To be done: Pick out each line in the records below that contains the string "mark", and copy those lines without changing them.

◆ ◆ ◆ ◆ ◆ ◆ ◆

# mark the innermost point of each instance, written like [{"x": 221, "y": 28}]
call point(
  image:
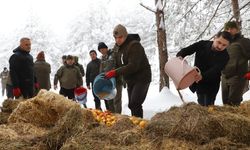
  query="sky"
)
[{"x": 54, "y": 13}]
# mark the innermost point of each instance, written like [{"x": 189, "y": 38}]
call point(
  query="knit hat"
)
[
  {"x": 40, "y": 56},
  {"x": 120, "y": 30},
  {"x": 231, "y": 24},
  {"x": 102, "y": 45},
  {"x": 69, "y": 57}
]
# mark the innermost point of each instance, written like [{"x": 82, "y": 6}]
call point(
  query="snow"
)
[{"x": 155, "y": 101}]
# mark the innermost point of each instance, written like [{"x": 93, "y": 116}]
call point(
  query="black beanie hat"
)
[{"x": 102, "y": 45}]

◆ ◆ ◆ ◆ ◆ ◆ ◆

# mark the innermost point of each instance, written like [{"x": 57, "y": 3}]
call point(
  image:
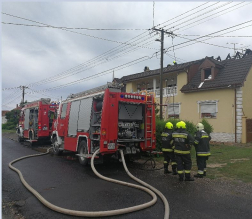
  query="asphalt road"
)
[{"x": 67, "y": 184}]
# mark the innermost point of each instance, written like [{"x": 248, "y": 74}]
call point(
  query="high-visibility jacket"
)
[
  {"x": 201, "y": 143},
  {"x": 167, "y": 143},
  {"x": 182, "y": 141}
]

◆ ◆ ◆ ◆ ◆ ◆ ◆

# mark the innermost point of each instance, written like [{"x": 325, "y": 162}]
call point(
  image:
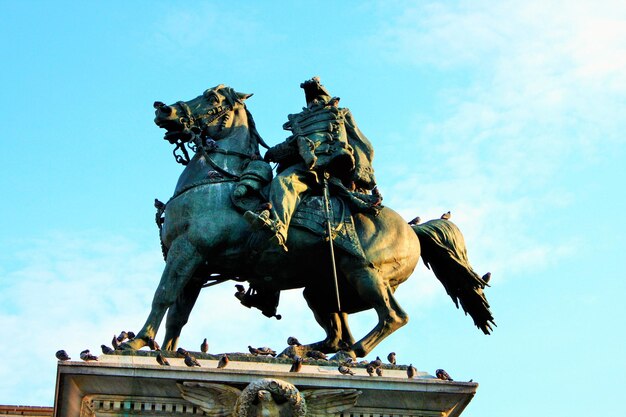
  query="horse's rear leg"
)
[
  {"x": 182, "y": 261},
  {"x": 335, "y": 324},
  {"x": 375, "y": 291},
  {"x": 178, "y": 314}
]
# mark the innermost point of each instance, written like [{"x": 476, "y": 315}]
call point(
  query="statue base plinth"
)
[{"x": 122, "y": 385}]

◆ ◆ ◆ ◆ ◆ ◆ ◆

Reply:
# mark the innermost point of each instance, written like [{"x": 221, "y": 28}]
# mark the innermost point of each instance, written like [{"x": 189, "y": 38}]
# mark the innermost point of each instance, written like [{"x": 82, "y": 6}]
# mark the innermost point of each instance, written like [{"x": 93, "y": 116}]
# mark the innermost point of each instance, written like [{"x": 57, "y": 3}]
# mark the innermost point of each instance, written like [{"x": 248, "y": 74}]
# mark the innermost point of each instance, written like [{"x": 325, "y": 162}]
# mark the innermost point of each instance, written like [{"x": 476, "y": 315}]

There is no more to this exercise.